_Task item_:
When the listing has been read, print it out again in full, word for word.

_Exercise inputs_:

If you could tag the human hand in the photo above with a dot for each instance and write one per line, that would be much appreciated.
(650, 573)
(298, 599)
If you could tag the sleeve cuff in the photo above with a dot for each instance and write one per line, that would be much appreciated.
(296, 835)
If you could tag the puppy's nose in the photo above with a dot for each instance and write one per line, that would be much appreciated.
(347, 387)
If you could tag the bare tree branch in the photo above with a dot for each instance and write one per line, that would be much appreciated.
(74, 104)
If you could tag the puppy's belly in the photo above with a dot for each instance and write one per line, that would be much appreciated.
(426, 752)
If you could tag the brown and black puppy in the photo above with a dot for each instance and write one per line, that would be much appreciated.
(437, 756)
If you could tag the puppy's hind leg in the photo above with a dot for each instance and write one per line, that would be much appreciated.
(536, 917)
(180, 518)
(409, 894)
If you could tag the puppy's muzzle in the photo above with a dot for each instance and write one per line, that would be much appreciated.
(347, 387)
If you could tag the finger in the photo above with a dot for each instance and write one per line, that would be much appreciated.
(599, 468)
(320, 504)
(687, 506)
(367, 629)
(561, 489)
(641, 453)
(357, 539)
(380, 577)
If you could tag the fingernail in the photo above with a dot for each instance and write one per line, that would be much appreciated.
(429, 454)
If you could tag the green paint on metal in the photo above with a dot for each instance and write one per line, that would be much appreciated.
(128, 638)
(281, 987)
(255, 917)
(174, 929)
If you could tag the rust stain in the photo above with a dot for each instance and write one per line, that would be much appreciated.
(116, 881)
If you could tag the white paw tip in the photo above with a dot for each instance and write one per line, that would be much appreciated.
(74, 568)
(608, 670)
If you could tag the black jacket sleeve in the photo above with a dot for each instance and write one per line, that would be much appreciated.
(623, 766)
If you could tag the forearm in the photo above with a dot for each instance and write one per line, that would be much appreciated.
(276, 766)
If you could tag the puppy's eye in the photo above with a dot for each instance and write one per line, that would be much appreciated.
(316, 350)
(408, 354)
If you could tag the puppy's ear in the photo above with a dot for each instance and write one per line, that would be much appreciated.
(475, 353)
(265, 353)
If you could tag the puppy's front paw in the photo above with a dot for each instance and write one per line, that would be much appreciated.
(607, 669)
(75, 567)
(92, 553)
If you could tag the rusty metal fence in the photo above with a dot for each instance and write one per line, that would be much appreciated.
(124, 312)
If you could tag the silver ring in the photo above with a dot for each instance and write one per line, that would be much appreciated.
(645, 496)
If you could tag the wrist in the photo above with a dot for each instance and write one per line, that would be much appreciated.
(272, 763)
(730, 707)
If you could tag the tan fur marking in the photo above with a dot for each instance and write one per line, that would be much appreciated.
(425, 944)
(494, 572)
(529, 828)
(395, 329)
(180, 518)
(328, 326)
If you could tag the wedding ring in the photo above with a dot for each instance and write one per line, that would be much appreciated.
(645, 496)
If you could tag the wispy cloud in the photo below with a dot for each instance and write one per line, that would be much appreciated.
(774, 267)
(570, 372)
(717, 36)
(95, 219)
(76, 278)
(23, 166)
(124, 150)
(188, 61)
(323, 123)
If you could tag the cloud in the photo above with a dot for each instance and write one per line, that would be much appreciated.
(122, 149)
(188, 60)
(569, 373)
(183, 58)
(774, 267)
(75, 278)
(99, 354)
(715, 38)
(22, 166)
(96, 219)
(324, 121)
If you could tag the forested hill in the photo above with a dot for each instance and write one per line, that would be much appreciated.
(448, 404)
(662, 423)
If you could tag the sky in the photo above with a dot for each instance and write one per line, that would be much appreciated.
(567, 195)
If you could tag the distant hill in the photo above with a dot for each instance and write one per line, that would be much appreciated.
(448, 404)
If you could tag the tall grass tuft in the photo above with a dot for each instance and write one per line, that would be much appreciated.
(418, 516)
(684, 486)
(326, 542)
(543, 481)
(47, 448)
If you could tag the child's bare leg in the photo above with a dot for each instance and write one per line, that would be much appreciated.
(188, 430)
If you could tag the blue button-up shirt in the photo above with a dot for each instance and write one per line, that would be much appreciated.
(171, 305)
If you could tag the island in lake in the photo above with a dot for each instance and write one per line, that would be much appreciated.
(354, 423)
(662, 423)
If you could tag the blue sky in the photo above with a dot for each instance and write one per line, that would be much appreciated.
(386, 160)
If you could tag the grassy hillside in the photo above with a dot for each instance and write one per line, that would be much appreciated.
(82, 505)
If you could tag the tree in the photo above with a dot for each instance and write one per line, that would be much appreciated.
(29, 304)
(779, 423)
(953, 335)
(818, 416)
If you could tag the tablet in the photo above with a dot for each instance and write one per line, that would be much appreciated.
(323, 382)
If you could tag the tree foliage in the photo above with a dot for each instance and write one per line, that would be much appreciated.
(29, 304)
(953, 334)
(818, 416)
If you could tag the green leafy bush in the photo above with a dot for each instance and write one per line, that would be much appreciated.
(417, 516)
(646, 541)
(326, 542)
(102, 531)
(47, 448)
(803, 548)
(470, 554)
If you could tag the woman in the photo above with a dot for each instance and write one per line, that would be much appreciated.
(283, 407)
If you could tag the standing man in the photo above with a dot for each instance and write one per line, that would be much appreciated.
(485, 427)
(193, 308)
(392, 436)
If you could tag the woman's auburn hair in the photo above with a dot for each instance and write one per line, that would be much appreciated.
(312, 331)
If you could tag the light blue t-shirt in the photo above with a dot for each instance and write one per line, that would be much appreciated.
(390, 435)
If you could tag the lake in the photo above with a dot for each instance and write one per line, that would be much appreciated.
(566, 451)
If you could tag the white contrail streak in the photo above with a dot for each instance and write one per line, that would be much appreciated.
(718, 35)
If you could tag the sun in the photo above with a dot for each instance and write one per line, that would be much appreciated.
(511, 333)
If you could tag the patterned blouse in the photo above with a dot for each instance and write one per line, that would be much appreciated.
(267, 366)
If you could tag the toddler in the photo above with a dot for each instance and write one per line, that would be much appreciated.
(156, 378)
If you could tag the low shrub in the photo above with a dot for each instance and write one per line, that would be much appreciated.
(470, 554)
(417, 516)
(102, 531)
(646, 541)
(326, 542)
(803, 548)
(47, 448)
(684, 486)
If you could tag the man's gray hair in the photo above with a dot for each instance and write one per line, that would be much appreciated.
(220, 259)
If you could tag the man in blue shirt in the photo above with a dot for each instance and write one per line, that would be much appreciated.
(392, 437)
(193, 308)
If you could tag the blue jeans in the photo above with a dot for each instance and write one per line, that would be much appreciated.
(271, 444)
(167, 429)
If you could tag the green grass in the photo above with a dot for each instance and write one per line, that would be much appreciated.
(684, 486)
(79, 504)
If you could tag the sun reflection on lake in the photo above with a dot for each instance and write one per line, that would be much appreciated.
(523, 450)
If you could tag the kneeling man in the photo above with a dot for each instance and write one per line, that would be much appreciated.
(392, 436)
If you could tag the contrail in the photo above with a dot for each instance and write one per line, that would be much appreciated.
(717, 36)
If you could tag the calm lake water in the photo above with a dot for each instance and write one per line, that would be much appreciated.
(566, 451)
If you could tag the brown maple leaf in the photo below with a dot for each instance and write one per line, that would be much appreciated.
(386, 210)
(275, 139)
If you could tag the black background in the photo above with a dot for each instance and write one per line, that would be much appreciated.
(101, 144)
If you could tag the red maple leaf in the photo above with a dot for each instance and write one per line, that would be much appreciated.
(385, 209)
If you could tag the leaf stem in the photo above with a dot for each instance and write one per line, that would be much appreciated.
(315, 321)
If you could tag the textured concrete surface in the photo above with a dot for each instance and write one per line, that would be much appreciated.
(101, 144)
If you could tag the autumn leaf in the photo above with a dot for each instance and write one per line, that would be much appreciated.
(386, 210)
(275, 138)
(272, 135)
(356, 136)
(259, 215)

_Output below_:
If you could tag the human hand in the photo above with a dot for each instance and write one per line, that would be much appreciated.
(650, 573)
(298, 599)
If you could tag the sleeve cuff in the photo above with a dot for each instance and write one per line, that would be much appreciated.
(296, 835)
If you could tag the puppy's nose in the photo above with a dot for each instance and write one per line, that would be much appreciated.
(347, 387)
If you could tag the bare tree branch in the photo above with a dot for each instance and write one per line, that would be much appreciated.
(74, 104)
If you could tag the puppy's belly in the photo above with a dot for each instance and write one per line, that would be much appreciated.
(426, 752)
If you could tag the brown and black puppy in the photo above with a dot for each instance and write one per line, that would be much appreciated.
(437, 756)
If you could tag the puppy's hind leg in the photo above with a dot for each instance and write one per line, that would be much appreciated.
(536, 917)
(180, 518)
(409, 894)
If you could tag the puppy's muzzle in the photo above with a dot for each instance and write one per line, that would be much appreciated.
(347, 387)
If you could tag the finger in the photo above with a dot for each instance and write one per line, that would be much appreciated.
(599, 468)
(320, 504)
(687, 506)
(367, 629)
(561, 489)
(641, 453)
(357, 539)
(380, 577)
If you could tag the fingernail in the photo above with a dot for each instance and write one per line, that would be much appreciated.
(429, 454)
If you could tag the green paint on metal in the photo above with a dot for each instance and write one per line, that would be much appreciated.
(128, 638)
(281, 987)
(255, 917)
(174, 929)
If you could tag the rust stain in the photo above with a dot for each instance and write one per line, that would be much appreciated.
(116, 881)
If you could tag the white paw tip in the photo above with a dot for each instance and write one per line, that would be much appreciated.
(74, 568)
(608, 670)
If you could tag the black jacket sleeve in the photo above with a dot for each instance and write one per line, that would be much appreciated.
(623, 766)
If you could tag the forearm in the photo above with a dot for each instance and write one per line, that would be much appreciated.
(276, 766)
If you could tag the puppy's eye in the photo above with a dot for each instance and write one per line, that would be much appreciated.
(316, 350)
(408, 354)
If you could tag the puppy's ear in the photo above with a dot for each instance and write one per line, that would be much appreciated.
(475, 353)
(265, 353)
If you could tag the puppy's front paw in the photo above with a dot for each instance and write one per line, that would be much appreciated.
(607, 669)
(75, 567)
(92, 553)
If you could tag the rusty metal fence in the photo above with a dot for each instance and write one per line, that would be much appreciated.
(124, 312)
If you could tag the silver ring in the photo above with a dot for each instance and write one per line, that would be much appreciated.
(645, 496)
If you could tag the wrist in the photo above with a dot for each instance and write one per line, that would be much appreciated.
(272, 763)
(730, 707)
If you could tag the tan fur marking in the photo above with a dot for each instance and write one per line, that would be much appreciated.
(425, 944)
(494, 572)
(529, 828)
(395, 329)
(180, 518)
(328, 326)
If you could tag the wedding ring in the photo above with a dot for each instance and write one per line, that would be much appreciated.
(645, 496)
If you could tag the wispy cloud in the photo below with a dot for each instance and write one per line, that would be much appreciated.
(774, 267)
(570, 372)
(717, 36)
(95, 219)
(76, 278)
(23, 166)
(124, 150)
(188, 61)
(323, 123)
If you could tag the cloud in the photo above with a dot for each instance and write one per line, that would be much appreciated.
(122, 149)
(188, 60)
(569, 373)
(183, 58)
(774, 267)
(75, 278)
(99, 354)
(715, 38)
(22, 166)
(96, 219)
(324, 121)
If you could tag the forested hill in the photo above with a dot for each instance and write one per line, that would be much appreciated.
(448, 404)
(662, 423)
If you could tag the sky in the photo above with a dot for each instance and write one per line, that would be much appreciated.
(567, 195)
If you could tag the distant hill in the photo above with a dot for each instance and write one per line, that would be much appreciated.
(448, 404)
If you could tag the tall grass tuft in the photo above with a dot for each instance and write one per line, that would be much appreciated.
(418, 516)
(684, 486)
(326, 542)
(543, 481)
(47, 448)
If you could tag the child's bare leg in the photo above with a dot for each instance and write one per line, that would be much appreciated.
(188, 430)
If you could tag the blue button-up shirt in the photo above with a dot for each instance and write one per line, that would be much appreciated.
(171, 305)
If you could tag the island in lake in the photo above with a dot for each instance and write one per line, that would be much appreciated.
(354, 423)
(662, 423)
If you could tag the blue sky in the photo above with a dot for each instance and write one per line, that would be much appreciated.
(386, 160)
If you could tag the grassy hillside in the photo above with a dot for each instance and write one per line, that would be much appreciated.
(82, 505)
If you could tag the tree in the photo above with a dot for each instance and write one per line, that would be much appreciated.
(29, 304)
(779, 423)
(953, 335)
(818, 416)
If you could tag the tablet in the photo above with a dot for each instance and write one per line, that would be much appreciated.
(323, 382)
If you could tag the tree foliage in the photo above with a dot for each instance and write one per line, that would be much appreciated.
(29, 304)
(953, 334)
(818, 416)
If you could tag the green leafy bush in the photo above with a dot for each instance and write one per line, that would be much appreciated.
(417, 516)
(646, 541)
(326, 542)
(102, 531)
(47, 448)
(803, 548)
(470, 554)
If you could tag the woman in the photo above with a dot for each instance and write one per line, that would be much appreciated.
(283, 407)
If you could tag the standing man in the photo above with a dot for each instance and write one per line, that would be much appreciated.
(485, 427)
(193, 308)
(392, 436)
If you could tag the woman's auburn hair in the photo above with a dot for each instance and write one per line, that would be much appreciated.
(312, 331)
If you could tag the light blue t-shirt in the photo above with a dot for each instance and write one per line, that would be much appreciated.
(390, 435)
If you could tag the lake in the photo above with a dot for each instance and write one per line, that would be much appreciated.
(566, 451)
If you could tag the white contrail streak in the photo above with a dot for each instance and write one per line, that would be much appreciated.
(718, 35)
If you could tag the sun in the photo above with a dot for each instance and write one per line, that would be much appreciated.
(511, 333)
If you could tag the patterned blouse in the photo above with a dot for each instance and write one per line, that would be much appreciated.
(267, 366)
If you could tag the toddler in the photo above with a dot for each instance and write one per line, that would be much appreciated.
(156, 378)
If you could tag the low shrub in the photo above with a dot for each instance and write one per line, that would be much appreciated.
(470, 554)
(417, 516)
(102, 531)
(646, 541)
(326, 542)
(803, 548)
(47, 448)
(684, 486)
If you could tag the man's gray hair in the photo above with a dot for each instance and write one per line, that would be much appreciated.
(220, 259)
If you could tag the man in blue shirt in the photo above with a dot for each instance and write one per line, that would be much appreciated.
(392, 437)
(193, 308)
If you could tag the blue jeans in the photo above with a dot for each instance and write one per line, that would be much appreciated.
(271, 444)
(167, 429)
If you could tag the green grass in the photo above with a dot for each instance and write one per line, that would be much appreciated.
(684, 486)
(79, 504)
If you could tag the sun reflection on lake in the photo above with a dot for each instance and write one per line, that would be much appreciated.
(523, 450)
If you could tag the kneeling man in the photo above with a dot for each instance and write one per line, that would be much appreciated.
(392, 436)
If you could tag the contrail in the photo above with a dot for each instance and write one per line, that would be much appreciated.
(717, 36)
If you could tag the calm lake water in the photo above with a dot for each instance and write one per line, that would be much appreciated.
(566, 451)
If you could tag the brown maple leaf in the photo below with a dot for each instance and write one per line, that would be much appreciated.
(386, 210)
(275, 139)
If you could tag the black background in the photo above with a dot for each instance and write one per line, that would be much appreciated.
(101, 144)
If you could tag the red maple leaf in the photo above with a dot for each instance and write one per line, that would be much appreciated.
(385, 209)
If you could tag the leaf stem in the photo above with a dot for each instance and write one per line, that would be much appreciated.
(315, 321)
If you could tag the textured concrete surface in the photo above with a dot for each instance and write one per line, that would be much appreciated.
(101, 144)
If you could tag the autumn leaf in the photo above with a dot for each instance and write one per line, that would be much appreciated.
(386, 210)
(275, 138)
(272, 135)
(356, 136)
(259, 215)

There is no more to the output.